### Выбранный отрывок
Опубликовано в журнале Новый Журнал, номер 279, 2015
Дмитрий
Бобышев. Человекотекст.
Трилогия. – Idyllwild: Charles Schlacks
Publisher, 2014.
Я до сих пор помню
мой неистовый ребяческий восторг, когда, будучи школьником, я в первый раз
увидел глобус. Это был простецкий шар советской выделки, к тому же в полуплачевном состоянии, ничуть не похожий на современные магические шедевры, сияющие изнутри голубым светом и
оплетенные синей сеткой меридианов и параллелей. Учительница по
географии объяснила, что каждому алому, розовому, зеленому, синему пятнам
соответствует неведомые мне тогда страны, горы и воды, по которым, четверть
века спустя, я буду счастливо странствовать. Семилетний мальчик свято поверил в
реальность этих линий и излучин и был поражен удивительной легкостью, с которой
совершался перелет из страны в другую. Один поворот
таинственной сферы – и вы начинаете магическое путешествие в пространстве, не
покидая родные березы и осины. И очарование этого домашнего кругосветного
скитания заключалось в том, что сферичность путешествия позволяла почти
одновременно совершать прогулки по экватору, по ледяным холмам Патагонии и теряться в неведомой российской тундре.
«Человекотекст», трилогия поэта Дмитрия Бобышева,
– своего рода биографический глобус его жизни. У него сферическое восприятие
Истории. Я имею в виду редкую способность оживлять настоящее и прошлое в едином
ракурсе. Он склоняется над глобусом своей жизни, как средневековый чародей, и
магически сливает прошлое с настоящим. В глубинах этой сферы таятся, как
золотые россыпи в слоистых сланцах, заповедные мысли и творения поэта, которые
он бережно извлекает по мере развития повествования. Не знаю, вел ли Бобышев в течение десятилетий ежедневные записи – или
прожектор его памяти превосходит тысячу вольт, но прошлое воссоздается с такой
отчетливостью, живостью и подробностью, как если бы оно явилось из вчерашнего
дня.
Хотя Хронос дискретно присутствует в его рассказах, он ему не
указчик. Бобышев легко и охотно отводит десятилетие
или тридцатилетие назад, или напротив, временно улетает из советского детства в
американские восьмидесятые годы. Благодаря этому методу, текст неожиданно может
обогатиться глубоким философским смыслом. Например: «Это было в Ленинграде –
наверное, в 1954 году. А спустя две-три жизни (курсив мой.

### Перечень данных
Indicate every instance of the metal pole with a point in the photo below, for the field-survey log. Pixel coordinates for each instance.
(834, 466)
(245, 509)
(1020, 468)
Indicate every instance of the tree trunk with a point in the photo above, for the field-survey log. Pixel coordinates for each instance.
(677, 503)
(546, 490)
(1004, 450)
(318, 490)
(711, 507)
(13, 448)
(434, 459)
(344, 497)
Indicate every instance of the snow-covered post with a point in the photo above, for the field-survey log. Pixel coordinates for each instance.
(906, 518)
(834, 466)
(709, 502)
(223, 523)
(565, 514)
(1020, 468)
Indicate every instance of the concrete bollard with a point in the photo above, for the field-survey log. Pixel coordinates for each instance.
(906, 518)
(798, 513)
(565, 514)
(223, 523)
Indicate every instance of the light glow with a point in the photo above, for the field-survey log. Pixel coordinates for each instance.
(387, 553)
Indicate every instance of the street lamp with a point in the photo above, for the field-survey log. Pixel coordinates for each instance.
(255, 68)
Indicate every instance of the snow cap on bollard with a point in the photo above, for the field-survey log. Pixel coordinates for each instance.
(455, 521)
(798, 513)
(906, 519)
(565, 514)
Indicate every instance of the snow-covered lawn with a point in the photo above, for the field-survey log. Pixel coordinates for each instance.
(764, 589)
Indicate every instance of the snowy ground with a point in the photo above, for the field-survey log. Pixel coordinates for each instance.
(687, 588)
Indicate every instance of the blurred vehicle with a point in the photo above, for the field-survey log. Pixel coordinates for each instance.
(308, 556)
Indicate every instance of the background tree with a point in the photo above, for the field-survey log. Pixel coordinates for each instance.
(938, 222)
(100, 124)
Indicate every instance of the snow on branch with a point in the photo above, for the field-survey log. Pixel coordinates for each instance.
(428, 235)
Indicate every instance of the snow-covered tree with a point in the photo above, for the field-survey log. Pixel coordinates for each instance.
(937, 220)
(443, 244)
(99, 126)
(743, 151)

### Цель задания
Пожалуйста, отредактируйте часть выбранного отрывка от слов «Хотя Хронос дискретно» до слов «жизни (курсив мой.» включительно, заменив «Ленинграде» на «Москве».

### Результат упражнения
Хотя Хронос дискретно присутствует в его рассказах, он ему не
указчик. Бобышев легко и охотно отводит десятилетие
или тридцатилетие назад, или напротив, временно улетает из советского детства в
американские восьмидесятые годы. Благодаря этому методу, текст неожиданно может
обогатиться глубоким философским смыслом. Например: «Это было в Москве –
наверное, в 1954 году. А спустя две-три жизни (курсив мой.